◆ Material shown ◆
■ ■ ■
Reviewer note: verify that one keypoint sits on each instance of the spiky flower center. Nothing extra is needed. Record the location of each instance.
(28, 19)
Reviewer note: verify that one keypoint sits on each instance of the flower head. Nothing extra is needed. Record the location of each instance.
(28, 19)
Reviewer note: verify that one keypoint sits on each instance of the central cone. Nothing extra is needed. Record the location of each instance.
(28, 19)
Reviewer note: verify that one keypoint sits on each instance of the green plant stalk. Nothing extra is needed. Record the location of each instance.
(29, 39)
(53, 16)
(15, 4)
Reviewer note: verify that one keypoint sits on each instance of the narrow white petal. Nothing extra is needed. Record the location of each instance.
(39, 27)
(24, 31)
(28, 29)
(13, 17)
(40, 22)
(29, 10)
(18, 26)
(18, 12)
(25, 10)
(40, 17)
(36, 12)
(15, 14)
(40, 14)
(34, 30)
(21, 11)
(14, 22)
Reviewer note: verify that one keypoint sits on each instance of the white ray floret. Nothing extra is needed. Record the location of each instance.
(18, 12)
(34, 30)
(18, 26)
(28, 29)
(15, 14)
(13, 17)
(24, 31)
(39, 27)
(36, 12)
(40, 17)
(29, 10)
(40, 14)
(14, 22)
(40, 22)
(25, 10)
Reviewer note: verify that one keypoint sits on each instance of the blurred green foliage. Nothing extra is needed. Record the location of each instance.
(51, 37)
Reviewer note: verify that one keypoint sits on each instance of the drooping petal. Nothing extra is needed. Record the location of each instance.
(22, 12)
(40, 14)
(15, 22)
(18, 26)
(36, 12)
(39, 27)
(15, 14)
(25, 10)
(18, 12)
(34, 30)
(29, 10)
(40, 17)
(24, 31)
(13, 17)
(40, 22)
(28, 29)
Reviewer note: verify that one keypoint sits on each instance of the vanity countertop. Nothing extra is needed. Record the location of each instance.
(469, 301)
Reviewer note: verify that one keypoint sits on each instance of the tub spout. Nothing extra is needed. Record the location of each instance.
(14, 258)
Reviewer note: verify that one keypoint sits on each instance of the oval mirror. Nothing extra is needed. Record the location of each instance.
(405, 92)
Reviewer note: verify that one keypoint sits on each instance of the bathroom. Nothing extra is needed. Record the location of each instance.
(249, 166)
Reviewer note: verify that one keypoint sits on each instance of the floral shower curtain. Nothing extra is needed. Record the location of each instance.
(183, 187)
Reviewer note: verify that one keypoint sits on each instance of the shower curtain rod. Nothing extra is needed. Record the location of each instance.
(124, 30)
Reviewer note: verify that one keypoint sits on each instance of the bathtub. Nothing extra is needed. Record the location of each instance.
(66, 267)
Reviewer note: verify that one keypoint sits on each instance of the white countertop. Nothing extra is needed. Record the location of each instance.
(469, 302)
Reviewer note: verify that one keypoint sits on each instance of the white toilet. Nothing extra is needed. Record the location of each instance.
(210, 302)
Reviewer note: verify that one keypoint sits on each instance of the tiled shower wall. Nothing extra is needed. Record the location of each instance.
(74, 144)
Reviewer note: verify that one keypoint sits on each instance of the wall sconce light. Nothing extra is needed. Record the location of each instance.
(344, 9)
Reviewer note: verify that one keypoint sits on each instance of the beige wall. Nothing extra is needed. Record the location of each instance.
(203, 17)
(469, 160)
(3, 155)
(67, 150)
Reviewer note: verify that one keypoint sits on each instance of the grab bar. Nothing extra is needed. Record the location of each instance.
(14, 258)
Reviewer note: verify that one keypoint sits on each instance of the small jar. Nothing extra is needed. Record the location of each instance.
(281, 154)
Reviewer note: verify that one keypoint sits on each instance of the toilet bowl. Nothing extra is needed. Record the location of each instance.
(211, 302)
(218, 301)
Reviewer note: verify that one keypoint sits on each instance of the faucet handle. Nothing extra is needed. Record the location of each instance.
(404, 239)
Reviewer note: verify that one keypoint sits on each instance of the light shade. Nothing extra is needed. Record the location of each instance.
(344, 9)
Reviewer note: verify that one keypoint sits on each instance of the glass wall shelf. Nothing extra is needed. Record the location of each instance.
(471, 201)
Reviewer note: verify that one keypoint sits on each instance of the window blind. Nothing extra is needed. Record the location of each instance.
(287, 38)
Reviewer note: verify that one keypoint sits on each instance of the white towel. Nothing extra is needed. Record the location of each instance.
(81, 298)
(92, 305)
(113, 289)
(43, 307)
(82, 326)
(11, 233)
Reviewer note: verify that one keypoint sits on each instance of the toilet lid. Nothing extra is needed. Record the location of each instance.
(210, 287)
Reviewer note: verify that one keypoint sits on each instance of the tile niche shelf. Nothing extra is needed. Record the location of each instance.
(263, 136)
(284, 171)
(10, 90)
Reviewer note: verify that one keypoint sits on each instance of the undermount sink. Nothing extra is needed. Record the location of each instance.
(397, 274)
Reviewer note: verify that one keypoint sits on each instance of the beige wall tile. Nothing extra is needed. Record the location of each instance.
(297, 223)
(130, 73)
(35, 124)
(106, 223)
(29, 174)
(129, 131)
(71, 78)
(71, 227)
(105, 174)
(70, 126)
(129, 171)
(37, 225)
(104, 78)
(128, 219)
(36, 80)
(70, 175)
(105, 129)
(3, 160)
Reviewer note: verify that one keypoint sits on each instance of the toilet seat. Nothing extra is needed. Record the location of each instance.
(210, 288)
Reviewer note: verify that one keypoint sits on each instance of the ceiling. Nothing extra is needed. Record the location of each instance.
■ ■ ■
◆ Directions ◆
Return the complete material exactly as it reads.

◆ Response area ◆
Reviewer note: verify that one keypoint sits on each instance of the spiky flower center. Nothing extra is needed. Record the location of each instance.
(28, 19)
Reviewer note: verify that one keypoint sits on each instance of the flower head. Nothing extra is needed. Record the location of each instance.
(28, 19)
Reviewer note: verify that one keypoint sits on each instance of the central cone. Nothing extra is needed. Record the location of each instance.
(28, 19)
Reviewer note: verify that one keypoint sits on each instance of the green plant stalk. Nothing extra is needed. Record the location of each instance.
(29, 39)
(53, 16)
(15, 4)
Reviewer note: verify that one keypoint sits on each instance of the narrow white petal. Nothing extra is needed. Record the location of each instance.
(39, 27)
(24, 31)
(28, 29)
(13, 17)
(40, 22)
(29, 10)
(18, 26)
(18, 12)
(25, 10)
(40, 17)
(36, 12)
(15, 14)
(40, 14)
(34, 30)
(21, 11)
(14, 22)
Reviewer note: verify that one keypoint sits on each instance of the white ray floret. Nothing extra is needed. Record the location of each instance.
(18, 12)
(34, 30)
(18, 26)
(28, 29)
(15, 14)
(13, 17)
(24, 31)
(39, 27)
(36, 12)
(40, 17)
(29, 10)
(40, 14)
(14, 22)
(40, 22)
(25, 10)
Reviewer note: verify that one keypoint sits on each instance of the blurred green foliage. Nothing extra is needed. Record the location of each instance.
(51, 37)
Reviewer note: verify that one keypoint sits on each instance of the drooping petal. Nothing extra is needed. Record the location of each instance.
(22, 12)
(40, 14)
(15, 22)
(18, 26)
(36, 12)
(39, 27)
(15, 14)
(25, 10)
(18, 12)
(34, 30)
(29, 10)
(40, 17)
(24, 31)
(13, 17)
(40, 22)
(28, 29)
Reviewer note: verify that one keypoint sits on each instance of the vanity countertop. Nothing extra is needed. Record the location of each instance.
(469, 301)
Reviewer note: verify that one keypoint sits on each instance of the tub spout. Nothing extra is needed. Record the location of each instance.
(14, 258)
Reviewer note: verify that one keypoint sits on each instance of the oval mirror. Nothing extra is needed. Record the location of each instance.
(405, 92)
Reviewer note: verify that one keypoint sits on each instance of the bathroom. Nothing extra is needed. Record the location of each instance.
(249, 166)
Reviewer note: verify that one keypoint sits on each instance of the floral shower curtain. Nothing extra is needed. Record the location of each instance.
(183, 187)
Reviewer note: verify that one keypoint sits on each instance of the shower curtain rod. Nothing extra is needed. Record the location of each instance.
(124, 30)
Reviewer note: verify that one keypoint sits on each instance of the bathtub. Nothing extra is needed. Record the location of each instance.
(66, 267)
Reviewer note: verify that one keypoint sits on each instance of the white countertop. Nothing extra is needed. Record the location of each instance.
(469, 302)
Reviewer note: verify that one keypoint sits on each instance of the white toilet. Nothing extra is needed. Record the location of each instance.
(210, 302)
Reviewer note: verify that one keypoint sits on each instance of the tiled shower wall. Nothing extra is needed. Record the location of each instance.
(74, 144)
Reviewer note: verify that one keypoint sits on each instance of the wall sconce light. Nothing extra is needed. Record the location of each instance.
(344, 9)
Reviewer note: verify that one keypoint sits on each instance of the beige wall. Nothing extra is needed. Record the location of each instance.
(203, 17)
(469, 160)
(3, 155)
(67, 150)
Reviewer note: verify that one keypoint sits on each instance of the grab bar. Nothing extra is needed. Record the location of each instance.
(14, 258)
Reviewer note: verify that one keypoint sits on each instance of the small jar. Nothing extra is needed. Record the location of each instance.
(281, 154)
Reviewer note: verify that one keypoint sits on each instance of the toilet bowl. Nothing extra is needed. Record the location of each instance.
(211, 302)
(218, 301)
Reviewer note: verify that one keypoint sits on each instance of the faucet handle. Nothing extra is needed. Record the location of each instance.
(404, 239)
Reviewer note: verify that one keypoint sits on each instance of the light shade. Nothing extra is needed. Record the location of each instance.
(344, 9)
Reviewer note: verify that one keypoint sits on each instance of the glass wall shelf. Nothing extra is needed. Record the location of each instance.
(471, 201)
Reviewer note: verify that one keypoint sits on each instance of the window blind. Nothing extra is needed. Record the location of each instance.
(287, 38)
Reviewer note: verify that one keypoint sits on each instance of the white towel. Nothing extra is needed. Record the location of each instance.
(81, 298)
(92, 305)
(113, 289)
(43, 307)
(82, 326)
(11, 233)
Reviewer note: verify that one keypoint sits on each instance of the toilet lid. Nothing extra is needed. Record the location of each instance.
(210, 287)
Reviewer note: verify that one keypoint sits on each instance of the tile niche shelf. Nothing extra is needed. Record the location of each instance.
(263, 136)
(284, 171)
(10, 90)
Reviewer note: verify that one keypoint sits on each instance of the undermount sink. Nothing extra is needed. Record the location of each instance.
(397, 274)
Reviewer note: verify that one keypoint sits on each instance of the beige wall tile. Nothing extra is needed. Record the location of each instance.
(297, 223)
(130, 73)
(35, 124)
(106, 223)
(29, 174)
(129, 131)
(71, 78)
(71, 227)
(105, 174)
(70, 126)
(129, 171)
(37, 225)
(104, 78)
(128, 219)
(36, 80)
(70, 175)
(105, 129)
(3, 160)
Reviewer note: verify that one keypoint sits on each instance of the toilet seat. Nothing extra is needed. Record the location of each instance.
(210, 288)
Reviewer note: verify that one keypoint sits on each instance of the ceiling. Nothing extra is needed. Record the location of each instance.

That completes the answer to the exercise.